▶ **WHAT THE TASK ASKS**: Copy the listing below line for line, keeping every character unchanged.

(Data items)
Start of Block

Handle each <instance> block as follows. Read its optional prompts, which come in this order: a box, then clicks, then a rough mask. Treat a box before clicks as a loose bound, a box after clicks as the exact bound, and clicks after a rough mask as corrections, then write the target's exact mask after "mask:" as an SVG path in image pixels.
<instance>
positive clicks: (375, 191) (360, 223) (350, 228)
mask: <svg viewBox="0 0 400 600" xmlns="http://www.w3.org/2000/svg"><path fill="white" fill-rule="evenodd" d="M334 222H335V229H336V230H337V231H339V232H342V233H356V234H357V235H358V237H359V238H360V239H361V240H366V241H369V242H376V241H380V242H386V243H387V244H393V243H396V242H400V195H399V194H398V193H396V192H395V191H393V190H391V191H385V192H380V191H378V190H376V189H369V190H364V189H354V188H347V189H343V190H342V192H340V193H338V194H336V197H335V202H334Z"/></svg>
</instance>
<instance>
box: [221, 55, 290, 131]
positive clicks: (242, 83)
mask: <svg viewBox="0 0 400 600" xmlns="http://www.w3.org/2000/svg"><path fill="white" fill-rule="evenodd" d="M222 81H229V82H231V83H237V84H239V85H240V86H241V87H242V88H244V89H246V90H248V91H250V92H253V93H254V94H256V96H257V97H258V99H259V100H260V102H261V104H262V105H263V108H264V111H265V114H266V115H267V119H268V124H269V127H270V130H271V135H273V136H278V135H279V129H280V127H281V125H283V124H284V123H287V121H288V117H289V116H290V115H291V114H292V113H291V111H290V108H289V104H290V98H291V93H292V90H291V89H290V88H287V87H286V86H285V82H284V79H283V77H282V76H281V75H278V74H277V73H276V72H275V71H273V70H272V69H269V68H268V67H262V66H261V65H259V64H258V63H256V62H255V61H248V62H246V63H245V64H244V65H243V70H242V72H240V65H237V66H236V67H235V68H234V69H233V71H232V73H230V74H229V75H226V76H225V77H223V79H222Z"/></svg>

End of Block

▶ **OUTPUT FOR THIS EXERCISE**:
Handle each <instance> block as follows. Read its optional prompts, which come in this order: a box, then clicks, then a rough mask. Treat a box before clicks as a loose bound, a box after clicks as the exact bound, and clicks after a rough mask as corrections, then write the target's exact mask after "mask:" as an SVG path in image pixels.
<instance>
positive clicks: (375, 191) (360, 223) (350, 228)
mask: <svg viewBox="0 0 400 600" xmlns="http://www.w3.org/2000/svg"><path fill="white" fill-rule="evenodd" d="M334 222H335V229H336V230H337V231H339V232H342V233H356V234H357V235H358V237H359V238H360V239H361V240H366V241H369V242H376V241H380V242H386V243H387V244H393V243H396V242H400V195H399V194H398V193H396V192H395V191H393V190H391V191H385V192H380V191H378V190H376V189H369V190H364V189H354V188H347V189H343V190H342V192H340V193H338V194H336V197H335V202H334Z"/></svg>
</instance>
<instance>
box: [221, 55, 290, 131]
positive clicks: (242, 83)
mask: <svg viewBox="0 0 400 600" xmlns="http://www.w3.org/2000/svg"><path fill="white" fill-rule="evenodd" d="M222 81H229V82H231V83H237V84H239V85H240V86H241V87H242V88H244V89H246V90H248V91H250V92H253V93H254V94H256V96H257V97H258V99H259V100H260V102H261V104H262V105H263V108H264V111H265V114H266V115H267V119H268V124H269V127H270V130H271V135H273V136H278V135H279V129H280V127H281V125H283V124H284V123H287V121H288V117H289V116H290V115H291V114H292V113H291V111H290V108H289V104H290V98H291V93H292V90H291V89H290V88H287V87H286V86H285V82H284V79H283V77H282V76H281V75H278V74H277V73H276V72H275V71H273V70H272V69H269V68H268V67H262V66H261V65H259V64H258V63H256V62H255V61H248V62H246V63H245V64H244V65H243V70H242V72H240V65H237V66H236V67H235V68H234V69H233V71H232V73H230V74H229V75H226V76H225V77H223V79H222Z"/></svg>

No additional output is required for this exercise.